• **Objectif 1**
D'après le texte sur Pétrus Borel, quel mot désuet Borel emploie-t-il plutôt que « nonchalance » ?
• **Objectif 2**
Rédigez la suite du texte sur Pétrus Borel en partant de sa dernière phrase.

• **Texte à lire**
Pétrus Borel est écrivain. Une plume. Des mots, précis, précieux, robinerie, malepeste, des mots artisans, botanistes, périanthes, cubèbe. Inattendus, abasourdissant, inexistants, mange-mort, rares, cachemire boiteux, amitieux, chevaler, des titres en latin, Quod legi non potest, en anglais, Voices in the desert,  en espagnol, Pesadumbre y conjuracion. Faux-pas volontaires d’orthographe, phâmeuse ou même de graphie, maintien de formes passées, pensers, ou de mots désuets, nonchaloir plutôt que nonchalance. Invention, méprisamment. Émotion, ces bottines ne vous semblent-elles pas des plumes dans un encrier ? Simplicité, Il était nuit avancée. Il suffit de tourner les pages… ce qui n’est pas forcément lire, j’entends bien. La lecture offre des plaisirs inégaux. L’homme est là tout entier. Dans ses éclats de mots, ses splendides figures, ses personnages délicats, furieux, violents, meurtriers, désespérés. L’œuvre, les œuvres ? cacophonie géniale, charivari chavirant. Ah ! on est loin, très loin, du romantisme mièvre des manuels scolaires. Plutôt dans le coup de poing permanent, même si, et bien que, parfois, il ne faut pas hésiter à lui trouver des défauts.

• **Données extraites**
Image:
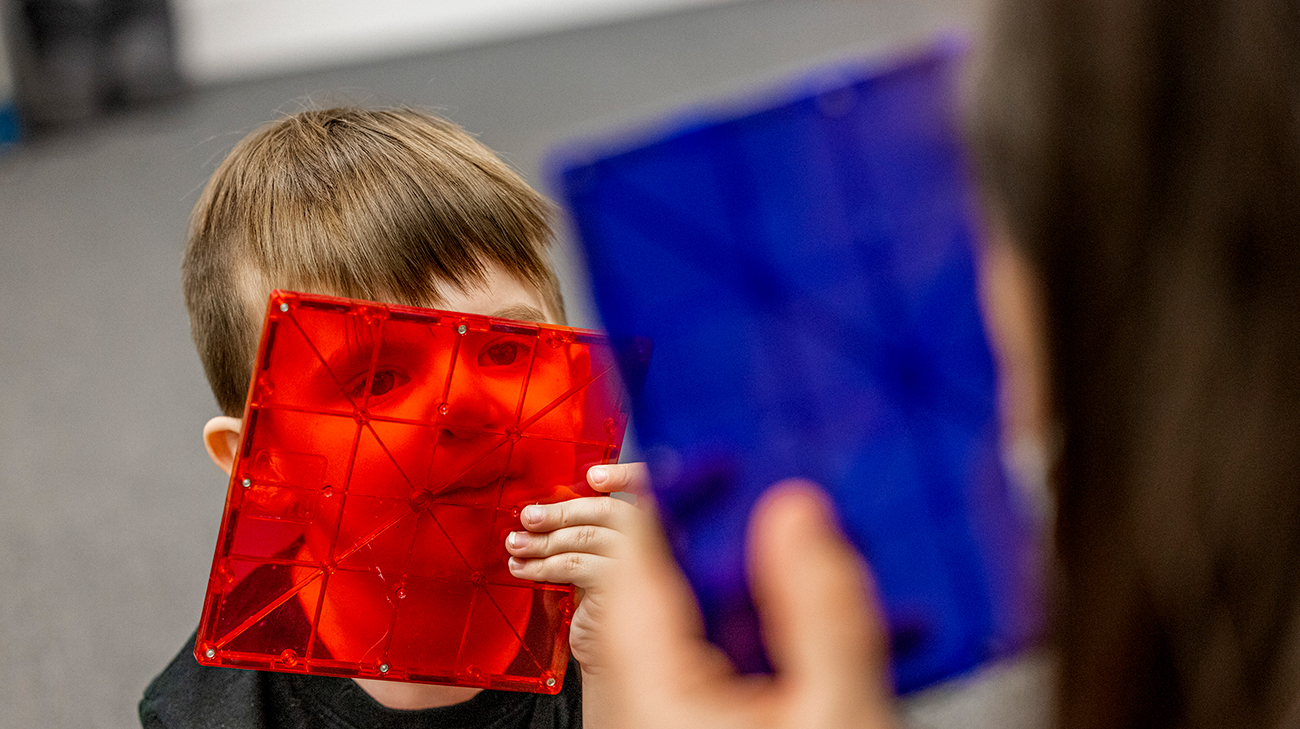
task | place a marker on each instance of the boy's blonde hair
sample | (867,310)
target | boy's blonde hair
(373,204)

==

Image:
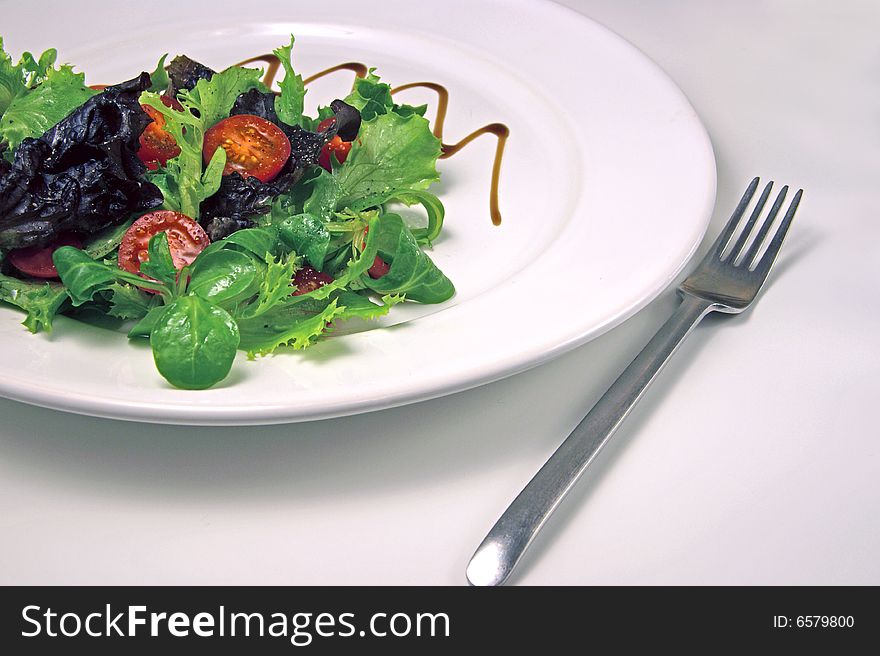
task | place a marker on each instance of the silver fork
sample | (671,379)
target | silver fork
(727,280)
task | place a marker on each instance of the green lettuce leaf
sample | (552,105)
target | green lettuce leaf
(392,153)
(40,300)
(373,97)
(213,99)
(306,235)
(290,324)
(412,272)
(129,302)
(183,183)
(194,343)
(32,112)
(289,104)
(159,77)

• **Réponse rédigée 1**
Il emploie « nonchaloir ».

• **Réponse rédigée 2**
Il y a des œuvres aujourd’hui quasi inaccessibles, je pense en particulier à ce poème inédit, retrouvé en Algérie, et édité en Suisse en 1978, par Alain Borer, Le Voyageur qui raccommode ses souliers, d’autant que je trouve mention à plusieurs reprises d’un article De la Pantoufle (qui intrigue évidement mon insatiable appétit objectal, cette petite voix qui me dit depuis longtemps que derrière les choses les plus ordinaires, il y a toujours une réflexion philosophique à venir) et enfin, que Pétrus écrit Gniaffe, au choix, cordonnier en argot du siècle, –mais aussi, ici, cordon-nié– ou travail saboté. Et puis, comment ne pas avoir de tendresse pour un homme qui cite Saint-Évremond, aux côtés, entre autres d’Érasme et de Boccace, en introduction à l’Âne d’Or, dans la Revue Pittoresque à laquelle il contribua.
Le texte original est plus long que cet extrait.